#### QUESTIONS
1. Traduisez en anglais cette phrase du texte sur le cancer du sein : « Les cancers qui surexpriment HER2 et les cancers triple-négatifs représentent chacun 15 à 20 % de l’ensemble des cancers du sein, le cancer inflammatoire 5 %. »
2. Reprenez le texte sur le cancer du sein à sa dernière phrase et rédigez-en la suite.

Dans les nouvelles classifications moléculaires, les cancers du sein qui ont spontanément le plus mauvais pronostic – à haut risque métastatique – sont ceux qui surexpriment l’oncoprotéine HER2, ceux qui sont « triple négatifs » et, quel que soit leur statut moléculaire, les cancers inflammatoires. Les cancers qui surexpriment HER2 et les cancers triple-négatifs représentent chacun 15 à 20 % de l’ensemble des cancers du sein, le cancer inflammatoire 5 %.
Aujourd’hui, grâce au trastuzumab, les cancers qui surexpriment HER2 ont le même pronostic que ceux qui ne surexpriment pas ce récepteur. Cet anti-HER2 se fixe sur les récepteurs HER2, inhibe sa dimérisation et donc inactive sa voie de signalisation. Il s’ensuit une lyse des cellules tumorales sur lesquelles l’anticorps s’est fixé. Actuellement, dans le cancer du sein surexprimant HER2 non métastatique, on propose une chimiothérapie néoadjuvante de 4 à 6 mois, avec généralement un taxane et du trastuzumab, puis une intervention chirurgicale, puis un traitement d’un an par le trastuzumab. Les anthracyclines ne peuvent pas être administrées avec les thérapeutiques ciblées; si elles doivent être utilisées, elles font partie d’autres protocoles. « Depuis 2 à 3 ans, souligne le Pr Marc Espié (Paris), on associe dans le traitement néo-adjuvant deux anti-HER2, afin de vaincre d’éventuels phénomènes de résistance à l’un ou l’autre produit. Des essais ont montré les réels bénéfices de cette association ».
Association efficace de deux anti-HER2.
Ainsi, les résultats de l’étude NEOSPHERE (1) ont montré que l’association du pertuzumab au trastuzumab plus doxacetel s’accompagne d’une augmentation du taux de réponses complètes, comparativement au trastuzumab plus doxacetel chez les femmes porteuses d’un cancer du sein au stade précoce surexprimant HER2. Autre exemple, dans l’essai NeoALTTO : l’association trastuzumab au lapatinib (inhibiteur des kinases HER1 et HER2) plus paclitaxel est plus efficace, en termes de réponses complètes, que le trastuzumab plus paclitaxel ou que le lapatinib plus paclitaxel, dans le traitement néo-adjuvant dans les tumeurs du sein exprimant HER2, non métastatiques, supérieures à 2 cm (2). L’essai de phase 3 GeparQuinto (3) a, quant à lui, conclu que le taux de réponses complètes était plus important avec trastuzumab et chimiothérapie (épirubicine, cyclophosphamide puis docetaxel) qu’avec lapatinib et chimiothérapie. Les auteurs recommandent donc d’associer les deux anti-HER2 à la chimiothérapie néoadjuvante.

#### EXTRAITS DES DONNÉES
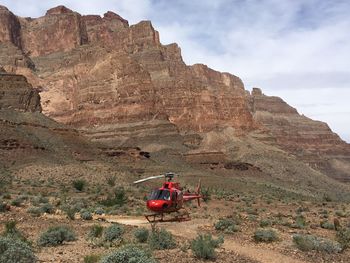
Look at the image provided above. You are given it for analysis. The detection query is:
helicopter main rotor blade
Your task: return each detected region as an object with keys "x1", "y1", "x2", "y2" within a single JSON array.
[{"x1": 134, "y1": 174, "x2": 164, "y2": 184}]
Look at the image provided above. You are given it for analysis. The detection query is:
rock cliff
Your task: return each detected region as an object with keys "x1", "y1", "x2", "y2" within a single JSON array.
[{"x1": 0, "y1": 6, "x2": 350, "y2": 183}]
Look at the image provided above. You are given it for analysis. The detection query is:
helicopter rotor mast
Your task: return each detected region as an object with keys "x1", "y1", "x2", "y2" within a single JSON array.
[{"x1": 134, "y1": 173, "x2": 177, "y2": 184}]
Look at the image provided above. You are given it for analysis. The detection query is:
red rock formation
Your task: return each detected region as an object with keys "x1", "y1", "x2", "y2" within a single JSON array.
[
  {"x1": 0, "y1": 6, "x2": 350, "y2": 182},
  {"x1": 0, "y1": 70, "x2": 41, "y2": 112},
  {"x1": 0, "y1": 5, "x2": 21, "y2": 48},
  {"x1": 21, "y1": 6, "x2": 87, "y2": 57}
]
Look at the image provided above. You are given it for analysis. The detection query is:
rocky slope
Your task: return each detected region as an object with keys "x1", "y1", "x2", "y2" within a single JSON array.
[{"x1": 0, "y1": 6, "x2": 350, "y2": 181}]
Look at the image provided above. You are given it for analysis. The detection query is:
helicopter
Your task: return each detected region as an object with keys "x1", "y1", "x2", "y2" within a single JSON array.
[{"x1": 134, "y1": 172, "x2": 203, "y2": 223}]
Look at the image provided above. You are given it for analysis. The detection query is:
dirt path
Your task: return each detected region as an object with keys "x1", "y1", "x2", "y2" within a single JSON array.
[{"x1": 106, "y1": 216, "x2": 308, "y2": 263}]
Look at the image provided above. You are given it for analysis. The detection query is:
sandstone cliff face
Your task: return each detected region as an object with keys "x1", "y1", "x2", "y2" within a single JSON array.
[
  {"x1": 0, "y1": 70, "x2": 41, "y2": 112},
  {"x1": 21, "y1": 6, "x2": 87, "y2": 57},
  {"x1": 0, "y1": 6, "x2": 350, "y2": 183}
]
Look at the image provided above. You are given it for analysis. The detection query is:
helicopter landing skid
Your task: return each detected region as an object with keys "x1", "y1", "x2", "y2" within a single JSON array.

#### RÉPONSES CI-DESSOUS
1. HER2-overexpressing cancers and triple-negative cancers each account for 15 to 20% of all breast cancers, and inflammatory cancer for 5%.

2.
Chimiothérapie dose-dense.
« Les cancers du sein triple négatif ne bénéficient malheureusement pas encore de thérapies ciblées efficaces, souligne le Pr Espié. La chimiothérapie est proposée de façon systématique, très précocement et reste la plupart du temps conventionnelle. À Saint-Louis, nous traitons les patientes porteuses d’un cancer du sein triple négatif par une chimiothérapie néoadjuvante "dose dense" associant du cyclophosphamide et de la 4-epidoxorubicine tous les 15 jours sur six cures. Cette chimiothérapie permet un taux de réponse histologique complète de 48 %, alors qu’avec une chimiothérapie séquentielle de type AC-T (anthracycline et cyclophosphamide) suivis d’un taxane, nous n’avons observé que 24 % de réponse complète » (4). Dans les cancers inflammatoires, une chimiothérapie première est indiquée pendant environ 6 mois avant l’intervention.
Entretien avec le Pr Marc Espié, directeur du Centre des maladies du sein, hôpital Saint-Louis, Paris.
(1) Gianni L. et al, Lancet Oncol, 2012 Jan;13(1):25-32.
(2)Baselga J. et al. Lancet 2012 Feb 18;379(9816):633-40.
(3) Untch M et al. Lancet Oncology, 2012 Febr; 13(2): 135-144.
(4) Giaccheti S et al. BR J Cancer Mar 18;110(6):1413-9.